→ Pointing dataset listing
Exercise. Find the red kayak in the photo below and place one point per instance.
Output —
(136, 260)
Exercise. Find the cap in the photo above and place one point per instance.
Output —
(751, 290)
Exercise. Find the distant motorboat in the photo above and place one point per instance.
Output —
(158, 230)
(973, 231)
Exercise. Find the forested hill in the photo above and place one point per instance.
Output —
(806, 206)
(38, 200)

→ Stated task
Present the lines of the listing from the one containing "Exercise. Find the forested" through the end of the listing, both included, as a numbered list with any blank lines omitted.

→ Solution below
1. Exercise. Find the forested hill in the photo above and place one point per instance.
2. Output —
3. (806, 206)
4. (38, 200)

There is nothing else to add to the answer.